Aim of the exercise: Render the entries below as a Markdown table with the columns "Number" and "Text", one row per line and blank lines left out. Begin at the line that has "For the benchmark, mark every instance of the white plastic" and continue through the last line of the entries.

-- Begin Extracted data --

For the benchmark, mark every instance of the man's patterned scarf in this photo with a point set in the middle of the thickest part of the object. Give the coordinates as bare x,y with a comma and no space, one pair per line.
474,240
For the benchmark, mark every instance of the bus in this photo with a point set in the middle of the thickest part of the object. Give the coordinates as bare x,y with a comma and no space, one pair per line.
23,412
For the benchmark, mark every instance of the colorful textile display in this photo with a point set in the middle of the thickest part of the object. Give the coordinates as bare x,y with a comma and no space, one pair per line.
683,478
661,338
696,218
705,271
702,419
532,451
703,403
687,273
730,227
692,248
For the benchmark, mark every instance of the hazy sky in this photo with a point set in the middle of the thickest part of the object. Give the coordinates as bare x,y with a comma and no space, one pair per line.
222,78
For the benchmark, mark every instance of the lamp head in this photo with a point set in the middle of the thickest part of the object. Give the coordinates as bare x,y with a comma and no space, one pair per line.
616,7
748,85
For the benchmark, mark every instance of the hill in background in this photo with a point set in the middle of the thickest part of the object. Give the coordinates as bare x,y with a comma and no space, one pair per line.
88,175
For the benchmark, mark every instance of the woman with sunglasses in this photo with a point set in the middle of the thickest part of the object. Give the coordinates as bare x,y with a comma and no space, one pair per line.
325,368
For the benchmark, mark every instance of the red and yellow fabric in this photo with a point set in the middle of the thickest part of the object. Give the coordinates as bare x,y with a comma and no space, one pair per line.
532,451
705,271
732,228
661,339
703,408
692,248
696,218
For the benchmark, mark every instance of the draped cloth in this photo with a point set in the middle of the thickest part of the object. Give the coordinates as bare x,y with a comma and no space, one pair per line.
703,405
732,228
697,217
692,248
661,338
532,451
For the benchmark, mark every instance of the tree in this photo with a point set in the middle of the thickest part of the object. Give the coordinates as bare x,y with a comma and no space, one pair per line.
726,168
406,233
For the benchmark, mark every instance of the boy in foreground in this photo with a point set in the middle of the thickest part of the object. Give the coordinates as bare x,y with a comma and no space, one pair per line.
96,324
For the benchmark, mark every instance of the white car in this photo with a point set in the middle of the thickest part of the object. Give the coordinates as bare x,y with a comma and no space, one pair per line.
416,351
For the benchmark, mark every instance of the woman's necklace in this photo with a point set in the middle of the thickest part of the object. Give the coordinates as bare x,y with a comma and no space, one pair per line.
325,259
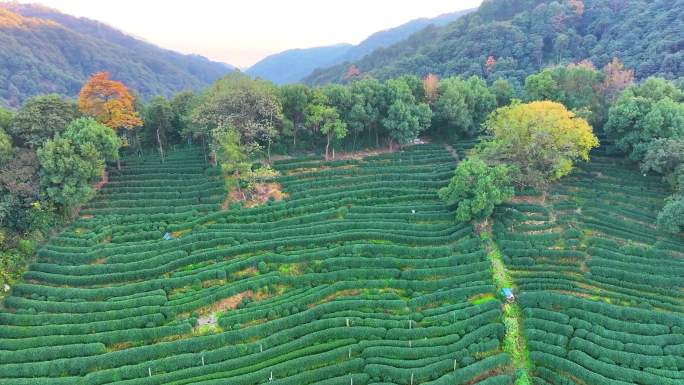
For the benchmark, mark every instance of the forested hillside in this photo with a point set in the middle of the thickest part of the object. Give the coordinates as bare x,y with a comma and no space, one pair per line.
292,65
45,51
513,38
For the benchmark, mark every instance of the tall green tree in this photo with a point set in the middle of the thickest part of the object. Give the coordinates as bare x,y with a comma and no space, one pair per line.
503,92
41,117
294,99
541,140
89,132
158,119
477,188
577,86
462,106
326,120
249,105
665,156
405,118
643,113
6,150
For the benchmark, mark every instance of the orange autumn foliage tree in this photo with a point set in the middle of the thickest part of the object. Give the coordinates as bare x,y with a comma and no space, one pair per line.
431,87
109,102
490,64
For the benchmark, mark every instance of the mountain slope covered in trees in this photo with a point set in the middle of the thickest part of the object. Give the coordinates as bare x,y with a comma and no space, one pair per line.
292,65
513,38
44,51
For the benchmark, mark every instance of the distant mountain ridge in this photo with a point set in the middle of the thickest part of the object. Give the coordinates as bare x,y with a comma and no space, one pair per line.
524,36
43,50
292,65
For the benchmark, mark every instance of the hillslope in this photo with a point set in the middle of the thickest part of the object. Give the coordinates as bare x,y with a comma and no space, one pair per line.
292,65
45,51
359,276
524,36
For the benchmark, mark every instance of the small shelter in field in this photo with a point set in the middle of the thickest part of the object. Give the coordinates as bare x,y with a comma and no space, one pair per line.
508,293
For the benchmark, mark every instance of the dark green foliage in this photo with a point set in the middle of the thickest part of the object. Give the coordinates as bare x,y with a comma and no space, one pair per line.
58,52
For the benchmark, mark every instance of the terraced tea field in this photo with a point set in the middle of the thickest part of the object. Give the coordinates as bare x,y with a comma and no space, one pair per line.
360,276
602,289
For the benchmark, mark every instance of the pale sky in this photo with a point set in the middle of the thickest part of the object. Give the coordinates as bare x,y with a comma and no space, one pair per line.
243,32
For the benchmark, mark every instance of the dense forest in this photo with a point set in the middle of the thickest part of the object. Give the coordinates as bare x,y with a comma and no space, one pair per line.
512,39
243,118
45,51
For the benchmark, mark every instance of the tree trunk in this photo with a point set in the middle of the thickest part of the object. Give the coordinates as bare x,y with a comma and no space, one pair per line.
356,133
161,149
327,146
204,149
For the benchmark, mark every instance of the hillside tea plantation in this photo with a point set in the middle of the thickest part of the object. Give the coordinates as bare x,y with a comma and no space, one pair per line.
360,275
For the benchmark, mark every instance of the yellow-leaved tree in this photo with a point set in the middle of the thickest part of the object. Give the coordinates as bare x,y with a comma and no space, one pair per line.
540,140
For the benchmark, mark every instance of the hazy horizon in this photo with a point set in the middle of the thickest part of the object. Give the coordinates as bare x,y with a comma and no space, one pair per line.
221,31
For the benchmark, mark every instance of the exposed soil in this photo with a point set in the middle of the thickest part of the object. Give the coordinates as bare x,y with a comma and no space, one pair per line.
529,199
263,192
229,303
453,152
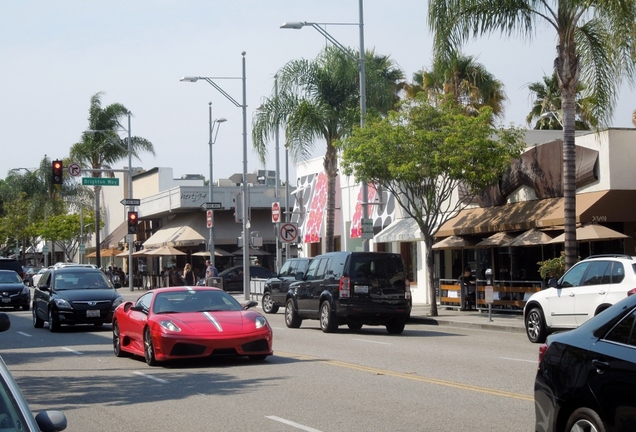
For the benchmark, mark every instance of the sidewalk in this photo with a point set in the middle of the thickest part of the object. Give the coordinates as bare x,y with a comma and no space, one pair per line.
499,320
420,314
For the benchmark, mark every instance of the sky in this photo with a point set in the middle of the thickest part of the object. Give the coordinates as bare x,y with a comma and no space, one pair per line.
55,55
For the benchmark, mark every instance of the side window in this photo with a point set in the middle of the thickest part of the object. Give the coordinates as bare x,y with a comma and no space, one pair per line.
286,269
623,332
574,276
618,272
595,272
322,268
144,301
313,268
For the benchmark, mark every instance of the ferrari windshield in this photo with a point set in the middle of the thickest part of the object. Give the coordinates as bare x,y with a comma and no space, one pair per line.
81,280
194,301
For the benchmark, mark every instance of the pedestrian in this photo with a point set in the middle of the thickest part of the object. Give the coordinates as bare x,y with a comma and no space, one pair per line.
210,270
188,275
468,287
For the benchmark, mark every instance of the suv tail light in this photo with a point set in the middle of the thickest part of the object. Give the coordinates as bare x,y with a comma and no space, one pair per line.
542,349
343,288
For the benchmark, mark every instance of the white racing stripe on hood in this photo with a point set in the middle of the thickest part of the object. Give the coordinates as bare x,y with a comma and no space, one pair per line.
213,320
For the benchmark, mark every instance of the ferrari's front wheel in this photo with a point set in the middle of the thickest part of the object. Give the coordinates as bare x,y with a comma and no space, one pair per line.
117,341
149,349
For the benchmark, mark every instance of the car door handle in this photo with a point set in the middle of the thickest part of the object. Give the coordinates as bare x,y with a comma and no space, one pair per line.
600,366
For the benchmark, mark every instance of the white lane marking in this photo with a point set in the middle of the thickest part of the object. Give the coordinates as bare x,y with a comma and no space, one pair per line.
370,341
291,423
524,360
141,374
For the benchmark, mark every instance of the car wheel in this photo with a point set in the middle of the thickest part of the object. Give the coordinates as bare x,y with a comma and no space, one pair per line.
328,320
585,420
354,326
396,325
149,349
535,326
268,304
37,321
292,320
54,323
259,357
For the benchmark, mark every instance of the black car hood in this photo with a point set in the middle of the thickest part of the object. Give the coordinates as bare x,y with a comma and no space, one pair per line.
87,294
11,288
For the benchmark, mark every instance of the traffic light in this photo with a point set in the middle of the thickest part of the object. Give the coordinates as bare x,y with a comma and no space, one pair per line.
133,222
57,169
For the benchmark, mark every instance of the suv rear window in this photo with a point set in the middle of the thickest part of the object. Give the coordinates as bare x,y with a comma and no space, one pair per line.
382,266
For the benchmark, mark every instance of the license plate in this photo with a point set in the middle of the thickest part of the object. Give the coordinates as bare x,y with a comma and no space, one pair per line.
362,289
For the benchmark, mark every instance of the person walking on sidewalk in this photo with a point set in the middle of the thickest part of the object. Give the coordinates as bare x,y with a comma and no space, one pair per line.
468,287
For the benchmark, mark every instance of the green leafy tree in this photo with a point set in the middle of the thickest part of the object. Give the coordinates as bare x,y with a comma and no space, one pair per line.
319,99
546,109
422,154
104,147
469,83
65,231
596,45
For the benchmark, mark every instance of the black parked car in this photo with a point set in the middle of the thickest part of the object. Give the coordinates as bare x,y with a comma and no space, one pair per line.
587,376
352,288
233,277
12,264
74,295
13,291
275,290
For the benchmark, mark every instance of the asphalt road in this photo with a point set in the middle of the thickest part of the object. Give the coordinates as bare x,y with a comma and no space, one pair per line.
427,379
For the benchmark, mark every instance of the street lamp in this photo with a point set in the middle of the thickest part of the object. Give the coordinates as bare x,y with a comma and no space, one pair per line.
246,223
130,207
297,25
214,131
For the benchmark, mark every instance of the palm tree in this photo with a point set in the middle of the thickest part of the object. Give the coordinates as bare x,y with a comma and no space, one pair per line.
319,99
546,109
100,150
596,46
471,85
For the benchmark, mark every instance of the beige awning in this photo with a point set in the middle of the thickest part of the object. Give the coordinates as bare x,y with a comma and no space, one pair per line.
598,207
178,232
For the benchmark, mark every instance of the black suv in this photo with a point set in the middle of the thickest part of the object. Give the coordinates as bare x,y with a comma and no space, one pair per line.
12,264
275,290
74,295
352,288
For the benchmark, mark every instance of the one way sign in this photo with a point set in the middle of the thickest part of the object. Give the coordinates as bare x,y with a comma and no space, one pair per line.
288,232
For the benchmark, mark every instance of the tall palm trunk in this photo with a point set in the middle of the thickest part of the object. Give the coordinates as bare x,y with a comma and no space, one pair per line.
331,169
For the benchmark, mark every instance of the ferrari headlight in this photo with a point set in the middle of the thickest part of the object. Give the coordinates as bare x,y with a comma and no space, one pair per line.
169,325
260,322
62,304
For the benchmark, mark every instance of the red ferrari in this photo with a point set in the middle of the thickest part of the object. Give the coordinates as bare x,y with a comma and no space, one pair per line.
188,322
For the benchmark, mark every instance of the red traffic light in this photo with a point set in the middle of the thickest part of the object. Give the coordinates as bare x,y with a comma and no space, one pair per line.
57,168
133,221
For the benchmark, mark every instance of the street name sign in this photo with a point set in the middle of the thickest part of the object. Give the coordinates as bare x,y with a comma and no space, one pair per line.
130,201
212,206
99,181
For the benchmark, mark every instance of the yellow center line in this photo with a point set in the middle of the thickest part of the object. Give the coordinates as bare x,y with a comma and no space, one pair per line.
410,376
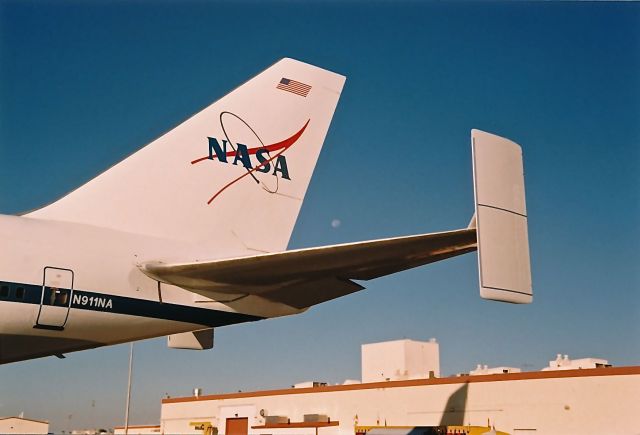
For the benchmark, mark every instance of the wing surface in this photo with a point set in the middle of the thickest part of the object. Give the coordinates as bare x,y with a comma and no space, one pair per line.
305,277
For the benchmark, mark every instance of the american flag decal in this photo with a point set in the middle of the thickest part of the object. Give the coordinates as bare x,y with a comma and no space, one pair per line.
294,87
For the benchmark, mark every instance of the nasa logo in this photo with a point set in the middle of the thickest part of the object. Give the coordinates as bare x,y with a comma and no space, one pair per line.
269,158
242,155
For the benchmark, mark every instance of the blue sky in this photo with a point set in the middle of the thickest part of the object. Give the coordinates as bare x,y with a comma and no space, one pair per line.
84,84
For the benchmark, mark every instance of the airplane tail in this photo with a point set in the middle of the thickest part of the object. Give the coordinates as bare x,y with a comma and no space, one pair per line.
234,174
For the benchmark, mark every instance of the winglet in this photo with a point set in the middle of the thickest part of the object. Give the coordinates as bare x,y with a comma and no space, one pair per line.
501,219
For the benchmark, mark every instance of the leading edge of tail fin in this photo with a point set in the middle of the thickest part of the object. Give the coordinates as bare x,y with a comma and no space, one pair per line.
234,174
501,219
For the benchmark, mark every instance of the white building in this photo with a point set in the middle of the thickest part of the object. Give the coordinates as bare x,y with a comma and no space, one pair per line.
564,363
586,401
20,425
486,370
138,430
400,360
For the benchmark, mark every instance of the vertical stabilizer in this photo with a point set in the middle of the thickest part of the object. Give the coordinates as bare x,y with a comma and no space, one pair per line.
232,177
501,219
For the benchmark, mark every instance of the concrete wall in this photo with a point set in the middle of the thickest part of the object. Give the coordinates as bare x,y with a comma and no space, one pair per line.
16,425
399,359
572,404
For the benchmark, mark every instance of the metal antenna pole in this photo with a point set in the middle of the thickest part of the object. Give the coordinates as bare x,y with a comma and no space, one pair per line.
126,415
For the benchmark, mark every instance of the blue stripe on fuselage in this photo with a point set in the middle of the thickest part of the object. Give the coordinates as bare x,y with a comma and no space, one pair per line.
85,300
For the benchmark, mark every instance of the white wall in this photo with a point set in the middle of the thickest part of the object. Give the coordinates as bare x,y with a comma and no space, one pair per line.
571,405
15,425
400,360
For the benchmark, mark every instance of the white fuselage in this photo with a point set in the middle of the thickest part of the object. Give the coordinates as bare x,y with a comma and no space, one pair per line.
67,286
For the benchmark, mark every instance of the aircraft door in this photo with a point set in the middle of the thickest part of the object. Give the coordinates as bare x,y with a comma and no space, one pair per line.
57,290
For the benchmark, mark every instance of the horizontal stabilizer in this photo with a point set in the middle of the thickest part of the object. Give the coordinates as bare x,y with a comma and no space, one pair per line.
501,219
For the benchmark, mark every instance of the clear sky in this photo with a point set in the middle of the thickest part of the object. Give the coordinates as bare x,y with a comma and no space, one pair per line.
84,84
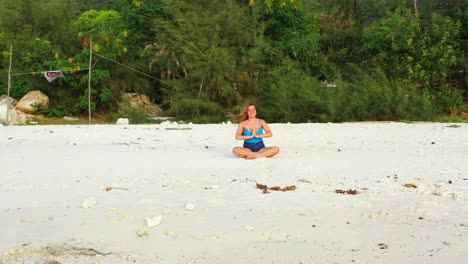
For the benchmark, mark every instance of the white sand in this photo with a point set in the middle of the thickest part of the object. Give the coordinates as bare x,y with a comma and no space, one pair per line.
48,172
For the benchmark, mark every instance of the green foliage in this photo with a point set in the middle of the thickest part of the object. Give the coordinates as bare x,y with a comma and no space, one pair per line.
197,110
295,97
136,115
300,60
450,101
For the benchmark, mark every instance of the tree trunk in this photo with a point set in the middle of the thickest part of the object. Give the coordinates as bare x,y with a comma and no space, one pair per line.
415,2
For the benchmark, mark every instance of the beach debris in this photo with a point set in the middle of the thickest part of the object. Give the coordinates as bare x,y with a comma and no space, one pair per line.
249,228
213,187
178,128
153,221
108,189
410,185
382,246
189,206
170,233
447,243
289,188
266,189
349,191
13,252
52,262
89,202
143,232
304,180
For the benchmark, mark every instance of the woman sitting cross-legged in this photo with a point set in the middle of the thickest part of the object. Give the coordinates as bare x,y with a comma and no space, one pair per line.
252,130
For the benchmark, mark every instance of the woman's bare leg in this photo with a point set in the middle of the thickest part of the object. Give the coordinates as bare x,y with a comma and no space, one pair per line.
264,152
242,152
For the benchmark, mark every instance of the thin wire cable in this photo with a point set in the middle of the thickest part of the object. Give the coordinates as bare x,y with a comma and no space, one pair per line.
25,73
128,67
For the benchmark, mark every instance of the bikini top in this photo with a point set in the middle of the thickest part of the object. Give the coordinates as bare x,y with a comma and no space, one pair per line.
246,132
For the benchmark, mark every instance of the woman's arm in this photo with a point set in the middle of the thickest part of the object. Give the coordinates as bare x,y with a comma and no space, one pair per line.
267,130
239,135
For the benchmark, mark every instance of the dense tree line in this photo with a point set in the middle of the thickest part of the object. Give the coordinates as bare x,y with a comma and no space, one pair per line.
300,61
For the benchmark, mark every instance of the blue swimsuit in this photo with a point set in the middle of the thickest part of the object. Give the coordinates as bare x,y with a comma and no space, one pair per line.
254,144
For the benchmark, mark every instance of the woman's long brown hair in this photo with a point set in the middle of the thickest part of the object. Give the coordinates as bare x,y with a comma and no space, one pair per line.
242,116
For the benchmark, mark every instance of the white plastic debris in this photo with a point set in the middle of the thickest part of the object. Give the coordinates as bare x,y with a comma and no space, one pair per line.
153,221
249,228
89,202
189,206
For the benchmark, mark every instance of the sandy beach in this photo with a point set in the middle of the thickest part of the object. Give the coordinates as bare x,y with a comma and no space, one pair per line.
175,193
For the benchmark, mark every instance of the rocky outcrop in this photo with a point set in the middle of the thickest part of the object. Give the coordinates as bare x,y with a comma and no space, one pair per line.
140,101
13,101
9,115
30,102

-- End Extracted data --

Worked solution:
| Number | Text |
|---|---|
| 1 | For the benchmark, mark every instance of the white plastic debris in this photo with a point set in the middle of the thickest part of the object. Give the coordinates as bare x,y with a comma and no space, one pair per line. |
| 2 | 153,221 |
| 3 | 249,228 |
| 4 | 89,202 |
| 5 | 189,206 |
| 6 | For the benchmark, mark every instance of the sandy beach in this photo with a point set in the middle of the thickest part of the object. Give the coordinates as bare x,y with a comma and no space, one pair per line. |
| 7 | 175,193 |
| 8 | For the benchmark, mark every instance of the rocky outcrop in this photo with a point set in the middle of the thickest part of the object. Give the coordinates as bare x,y with a comma and no space, one pair per line. |
| 9 | 140,101 |
| 10 | 13,101 |
| 11 | 9,115 |
| 12 | 30,102 |